**PASSAGE PROVIDED**
┌──

Asian minilaterals – small, flexible, issue-specific security groupings—have grown in number and visibility across the Indo-Pacific, increasingly drawing Washington’s attention as potential vehicles for burden-sharing and regional security coordination. The Biden administration emphasized these arrangements as tools to strengthen cooperative security and uphold a rules-based regional order. The Trump administration, in turn, has pressed allies and partners to assume greater responsibility for their own defense, with analysts identifying minilateral cooperation as one potential mechanism. Senior officials have suggested that middle powers – such as Australia, India, and Japan – could play a larger role in regional security, potentially coordinating their efforts to maintain the balance of power. This framing carries an implicit assumption: that these Asian middle powers will organize themselves into peer coalitions capable of collectively balancing Chinese influence. Whether regional states are in fact moving in this direction, however, remains an open question.

└──

**INFORMATION SHOWN**
┌──

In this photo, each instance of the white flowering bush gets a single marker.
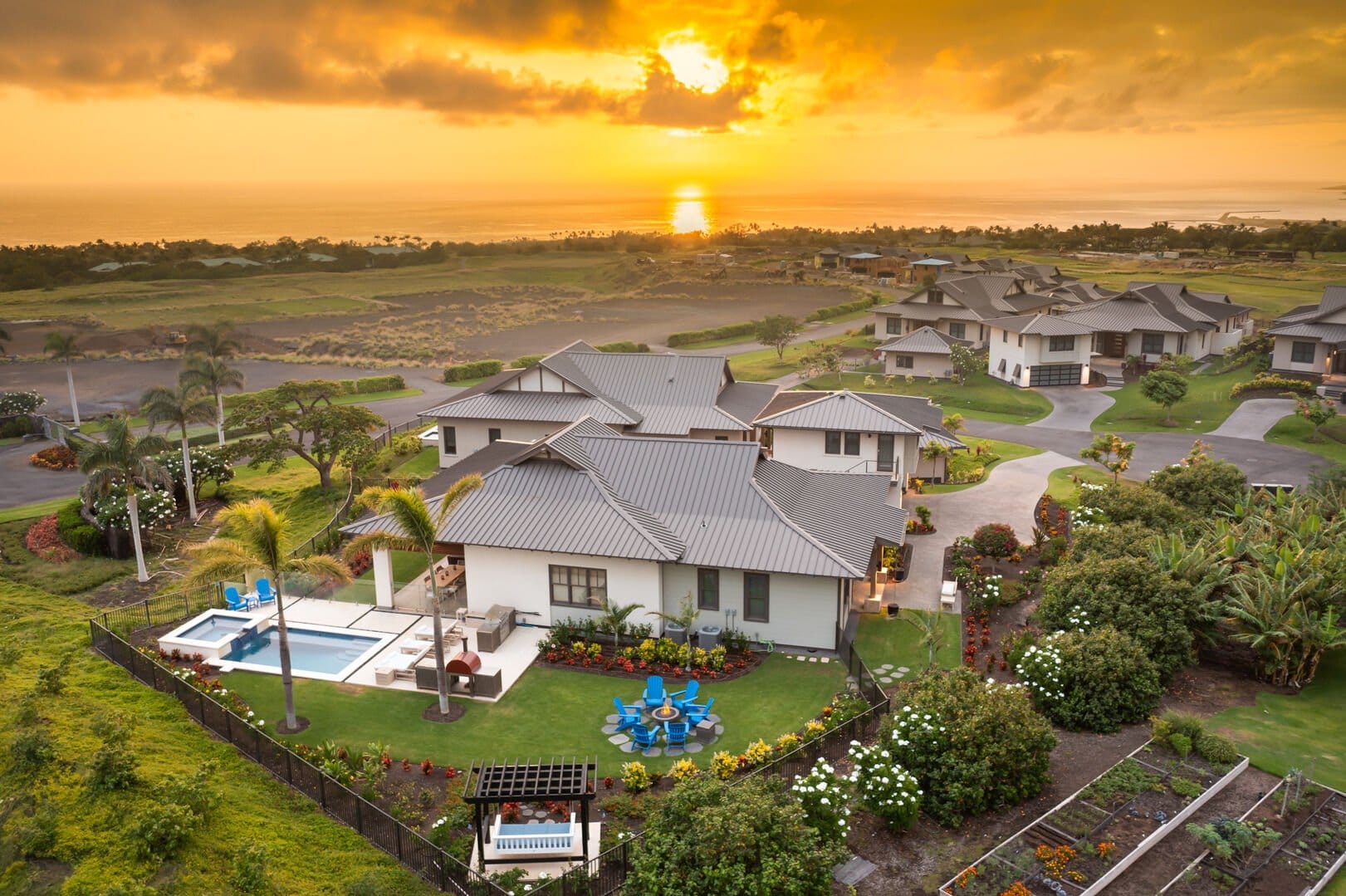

└──

**REQUIRED ACTIONS**
**1)** Translate into French the sentence "Whether regional states are in fact moving in this direction, however, remains an open question." from the passage on Asian minilaterals.
**2)** In the passage on Asian minilaterals, which middle powers do senior officials cite as able to take a larger role in regional security?
**3)** Using the passage on Asian minilaterals, explain in one to three sentences why these groupings have increasingly drawn Washington's attention.

**SOLUTIONS BY TASK**
**1)** La question de savoir si les États de la région évoluent effectivement dans cette direction reste toutefois ouverte.

**2)** Australia, India, and Japan.

**3)** Washington sees them as potential vehicles for burden-sharing and for coordinating regional security.